Directions for this task
Reproduce the data exactly and drop any pictures it holds.

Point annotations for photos
((

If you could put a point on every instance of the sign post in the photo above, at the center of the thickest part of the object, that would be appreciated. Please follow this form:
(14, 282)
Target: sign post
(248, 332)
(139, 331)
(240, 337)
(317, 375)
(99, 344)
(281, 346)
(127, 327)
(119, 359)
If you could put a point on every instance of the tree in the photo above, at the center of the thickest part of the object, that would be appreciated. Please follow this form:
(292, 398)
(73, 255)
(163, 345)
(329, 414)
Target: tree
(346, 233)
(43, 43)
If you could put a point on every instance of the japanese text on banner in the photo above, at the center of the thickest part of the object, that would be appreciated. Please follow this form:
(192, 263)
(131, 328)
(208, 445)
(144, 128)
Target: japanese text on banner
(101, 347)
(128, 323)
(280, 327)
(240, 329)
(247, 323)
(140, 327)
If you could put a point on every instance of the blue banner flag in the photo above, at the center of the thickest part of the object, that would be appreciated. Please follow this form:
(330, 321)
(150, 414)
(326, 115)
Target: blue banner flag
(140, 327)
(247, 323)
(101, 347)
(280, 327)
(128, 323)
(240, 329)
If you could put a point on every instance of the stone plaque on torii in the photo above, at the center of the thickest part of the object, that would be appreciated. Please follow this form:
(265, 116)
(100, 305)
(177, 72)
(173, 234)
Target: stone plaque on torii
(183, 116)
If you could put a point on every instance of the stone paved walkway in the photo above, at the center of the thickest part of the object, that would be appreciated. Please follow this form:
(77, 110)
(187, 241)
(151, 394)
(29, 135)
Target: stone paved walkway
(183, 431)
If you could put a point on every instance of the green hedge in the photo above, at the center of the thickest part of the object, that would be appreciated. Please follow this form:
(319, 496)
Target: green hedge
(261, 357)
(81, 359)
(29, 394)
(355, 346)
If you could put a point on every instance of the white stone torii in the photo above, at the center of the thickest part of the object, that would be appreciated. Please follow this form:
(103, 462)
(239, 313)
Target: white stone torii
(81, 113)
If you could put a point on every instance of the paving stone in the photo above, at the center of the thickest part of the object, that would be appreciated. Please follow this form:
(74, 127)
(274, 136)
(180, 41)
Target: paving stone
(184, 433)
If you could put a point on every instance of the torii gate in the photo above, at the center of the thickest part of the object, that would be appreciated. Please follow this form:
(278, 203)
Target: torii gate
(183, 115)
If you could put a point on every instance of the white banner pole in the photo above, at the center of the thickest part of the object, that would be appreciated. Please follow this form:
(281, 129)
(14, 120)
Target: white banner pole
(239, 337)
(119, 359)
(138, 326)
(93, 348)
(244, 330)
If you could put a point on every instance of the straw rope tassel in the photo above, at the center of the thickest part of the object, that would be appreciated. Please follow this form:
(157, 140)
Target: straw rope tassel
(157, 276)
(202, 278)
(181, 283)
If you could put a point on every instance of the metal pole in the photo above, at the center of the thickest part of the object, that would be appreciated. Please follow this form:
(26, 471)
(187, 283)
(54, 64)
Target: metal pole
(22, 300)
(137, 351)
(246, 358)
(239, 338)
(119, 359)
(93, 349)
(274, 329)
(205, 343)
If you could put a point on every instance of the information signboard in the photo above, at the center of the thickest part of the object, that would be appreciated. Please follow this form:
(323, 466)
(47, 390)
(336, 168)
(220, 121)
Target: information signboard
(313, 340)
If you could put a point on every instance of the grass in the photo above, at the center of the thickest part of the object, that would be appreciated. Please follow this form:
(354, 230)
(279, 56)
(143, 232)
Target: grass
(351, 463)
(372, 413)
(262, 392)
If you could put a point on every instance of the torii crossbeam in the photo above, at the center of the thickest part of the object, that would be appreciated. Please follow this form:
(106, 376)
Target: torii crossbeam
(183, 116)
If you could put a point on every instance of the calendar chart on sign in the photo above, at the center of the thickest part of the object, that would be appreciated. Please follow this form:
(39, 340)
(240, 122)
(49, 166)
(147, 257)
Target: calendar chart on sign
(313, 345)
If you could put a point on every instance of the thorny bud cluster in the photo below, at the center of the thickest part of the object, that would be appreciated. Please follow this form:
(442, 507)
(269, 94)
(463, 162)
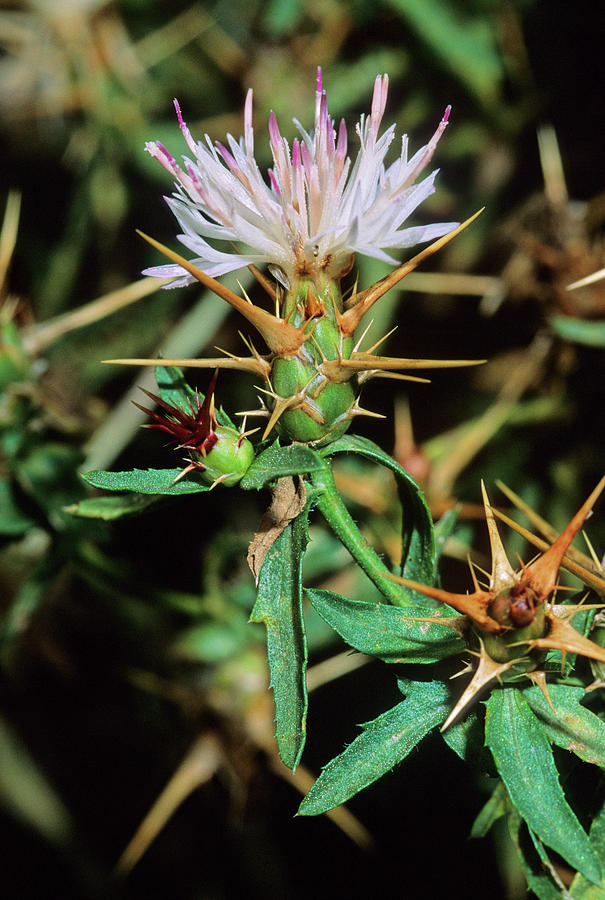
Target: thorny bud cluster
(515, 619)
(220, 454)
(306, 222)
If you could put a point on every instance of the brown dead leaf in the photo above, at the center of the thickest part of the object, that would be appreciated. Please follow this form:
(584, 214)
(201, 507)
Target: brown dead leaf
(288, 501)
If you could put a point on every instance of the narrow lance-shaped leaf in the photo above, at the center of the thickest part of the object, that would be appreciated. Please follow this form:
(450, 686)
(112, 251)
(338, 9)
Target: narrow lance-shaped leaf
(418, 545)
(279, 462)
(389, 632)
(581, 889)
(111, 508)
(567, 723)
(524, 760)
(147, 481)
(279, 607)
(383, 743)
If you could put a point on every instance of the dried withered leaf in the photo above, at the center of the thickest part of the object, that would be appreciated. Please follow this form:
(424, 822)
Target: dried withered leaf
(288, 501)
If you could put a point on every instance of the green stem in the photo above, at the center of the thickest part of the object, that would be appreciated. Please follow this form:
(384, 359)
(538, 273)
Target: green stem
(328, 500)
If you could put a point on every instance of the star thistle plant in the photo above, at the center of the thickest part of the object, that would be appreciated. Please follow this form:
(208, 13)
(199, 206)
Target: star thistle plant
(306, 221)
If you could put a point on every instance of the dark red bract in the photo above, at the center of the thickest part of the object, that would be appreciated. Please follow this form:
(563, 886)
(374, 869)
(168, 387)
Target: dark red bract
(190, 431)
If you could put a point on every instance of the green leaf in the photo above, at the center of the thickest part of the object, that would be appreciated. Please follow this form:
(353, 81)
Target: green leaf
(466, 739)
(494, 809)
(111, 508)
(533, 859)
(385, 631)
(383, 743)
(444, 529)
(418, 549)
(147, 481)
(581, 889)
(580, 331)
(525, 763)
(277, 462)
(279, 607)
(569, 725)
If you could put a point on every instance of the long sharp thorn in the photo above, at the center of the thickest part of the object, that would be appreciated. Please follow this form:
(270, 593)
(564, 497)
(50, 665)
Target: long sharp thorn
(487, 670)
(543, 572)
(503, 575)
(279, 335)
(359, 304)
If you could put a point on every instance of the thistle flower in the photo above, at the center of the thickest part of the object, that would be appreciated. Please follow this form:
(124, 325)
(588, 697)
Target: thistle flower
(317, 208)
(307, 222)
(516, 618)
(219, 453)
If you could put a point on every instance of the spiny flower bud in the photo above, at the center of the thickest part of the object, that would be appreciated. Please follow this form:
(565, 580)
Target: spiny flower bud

))

Exercise solution
If you could put a point on every instance of the sign post in the photo above, at the center of the thickest part of the object, that would be appreciated. Please follow this form:
(14, 282)
Target: sign post
(248, 332)
(139, 331)
(240, 337)
(317, 375)
(99, 344)
(281, 346)
(127, 327)
(119, 359)
If you could put a point on every instance of the tree in the photo above, at the center of the thickest part of the object, that would be appreciated. Please follow this form:
(292, 398)
(73, 255)
(163, 345)
(329, 414)
Target: tree
(346, 233)
(43, 43)
If you could put a point on every instance of the japanese text on banner in the photo above, at the center of the thickest part of the object, that would be appreciated. Please follow this form:
(192, 263)
(131, 328)
(208, 445)
(144, 128)
Target: japanese text on banner
(101, 347)
(128, 323)
(280, 327)
(240, 329)
(247, 323)
(140, 327)
If you could put a point on every instance of the blue banner flag in the photo above, at the center of the thickest part of the object, that would be appreciated. Please follow this form:
(330, 321)
(150, 414)
(326, 115)
Target: blue banner flag
(140, 327)
(247, 323)
(101, 347)
(280, 327)
(128, 323)
(240, 329)
If you could put a point on every instance of the stone plaque on torii in the photo above, at the center of the thickest part of the object, that would be appreciated. Please follow this form:
(265, 116)
(100, 305)
(177, 72)
(173, 234)
Target: stone plaque on torii
(183, 116)
If you could put a point on every instance of the stone paved walkway in the photo above, at the center of the thickest part of the object, that would be appreciated. Please follow this form:
(77, 110)
(187, 241)
(151, 394)
(29, 135)
Target: stone paved walkway
(183, 431)
If you could put a point on every instance of the green hedge in the photo above, at the center of the thickest part of the object, that would be appreciated. Please follow this form:
(319, 496)
Target: green hedge
(261, 357)
(81, 359)
(29, 394)
(355, 346)
If you could put a point on every instance of the white stone torii in the photo above, at the center of the thickest part of the object, that would be appreciated. Please follow this form:
(103, 462)
(239, 313)
Target: white stone torii
(81, 113)
If you could put a point on every instance of the paving stone in the photo above, at the center of the thickest part of the object, that would be appreciated. Please follow this form:
(74, 127)
(274, 136)
(180, 41)
Target: paving stone
(184, 433)
If you could put a point on every instance of the torii gate in the photo above, at the center of the thickest part of the object, that would be appreciated. Please follow this form:
(278, 203)
Target: torii gate
(183, 115)
If you could put a point on every instance of the white banner pole in the photo above, at the center of the thickest part of the object, that would be appreciated. Please follow this form:
(281, 129)
(14, 120)
Target: white banner pole
(239, 337)
(119, 359)
(138, 326)
(93, 348)
(244, 330)
If you could put a point on every instance of the straw rope tassel in the photo above, at the center of the thickest part of the object, that would be appreciated. Please follow this form:
(157, 140)
Target: straw rope tassel
(157, 276)
(202, 278)
(181, 283)
If you could put a point on every instance of the metal pole in the photo above, at the center of the thickest part of the object, that would be appreciated. Please follow this form:
(26, 471)
(187, 283)
(54, 64)
Target: metal pole
(22, 300)
(137, 351)
(246, 358)
(239, 338)
(119, 359)
(93, 349)
(274, 329)
(205, 343)
If you could put a point on every instance of the information signboard in the photo above, at the center of the thickest part of the object, that would be appreciated. Please follow this form:
(323, 466)
(47, 390)
(336, 168)
(220, 121)
Target: information signboard
(313, 340)
If you could put a point on every instance of the grass in the photo above, at the center of the thickest part of the object, that would be appreciated. Please follow this form:
(354, 230)
(279, 56)
(143, 232)
Target: grass
(351, 463)
(372, 413)
(262, 392)
If you could put a point on every instance of the torii crossbeam in the photo above, at the center of the thickest part of the object, that would be appreciated. Please follow this form:
(106, 376)
Target: torii crossbeam
(183, 116)
If you could put a point on every instance of the calendar chart on sign in the photo above, at the center of the thickest part of the object, that would be appreciated. Please follow this form:
(39, 340)
(240, 122)
(49, 166)
(147, 257)
Target: calendar chart on sign
(313, 345)
If you could put a point on every instance of the thorny bud cluster in the photo below, at the center of the thickest part of the object, that would be appreciated. Please follow this form:
(442, 507)
(269, 94)
(463, 162)
Target: thorny bud cluster
(515, 619)
(220, 454)
(306, 222)
If you could put a point on every instance of the brown dead leaf in the photo above, at the center of the thickest part of the object, that would be appreciated. Please follow this form:
(584, 214)
(201, 507)
Target: brown dead leaf
(288, 501)
If you could put a point on every instance of the narrow lance-shaped leaf in the photo above, at the center of the thickest part of the object, that would be appreciated. Please follow this form:
(450, 686)
(112, 251)
(338, 9)
Target: narrow lance-shaped leaf
(418, 545)
(279, 462)
(389, 632)
(581, 889)
(111, 508)
(567, 723)
(524, 760)
(147, 481)
(279, 607)
(383, 743)
If you could put a point on every instance of the dried withered leaf in the photo above, at the center of the thickest part of the object, that would be appreciated. Please follow this form:
(424, 822)
Target: dried withered leaf
(288, 501)
If you could put a point on every instance of the green stem in the photo above, at the center of the thickest part of the object, that would be appreciated. Please follow this form:
(384, 359)
(538, 273)
Target: green stem
(328, 500)
If you could put a point on every instance of the star thistle plant in the photo above, at the center of the thickest part of the object, that would be appreciated. Please follow this form:
(208, 13)
(199, 206)
Target: star thistle plant
(306, 221)
If you could put a point on every instance of the dark red bract in the photo above, at the center of the thickest part of the object, that would be appreciated. Please follow this form:
(563, 886)
(374, 869)
(168, 387)
Target: dark red bract
(190, 431)
If you could put a point on every instance of the green leaf in the photo above, at the center of the thickest part of the object, that would be appreciated. Please follow this form:
(353, 81)
Target: green leaf
(466, 739)
(494, 809)
(111, 508)
(533, 859)
(385, 631)
(383, 743)
(444, 529)
(418, 549)
(147, 481)
(581, 889)
(580, 331)
(525, 763)
(277, 462)
(279, 607)
(569, 725)
If you could put a point on every instance of the long sharp thorn in the photo above, at the center of the thickest part of the object, that would be appreciated. Please follow this form:
(270, 593)
(564, 497)
(50, 665)
Target: long sharp thorn
(487, 670)
(543, 572)
(503, 575)
(279, 335)
(359, 304)
If you could put a point on every instance of the thistle flower in the photo above, at the center of the thickest part of the object, that would be appreciated. Please follow this form:
(124, 325)
(588, 697)
Target: thistle flower
(317, 208)
(307, 222)
(516, 618)
(219, 453)
If you could put a point on every instance of the spiny flower bud in the photo above, at the center of the thickest part of the object, that would be appreciated. Please follow this form:
(565, 580)
Target: spiny flower bud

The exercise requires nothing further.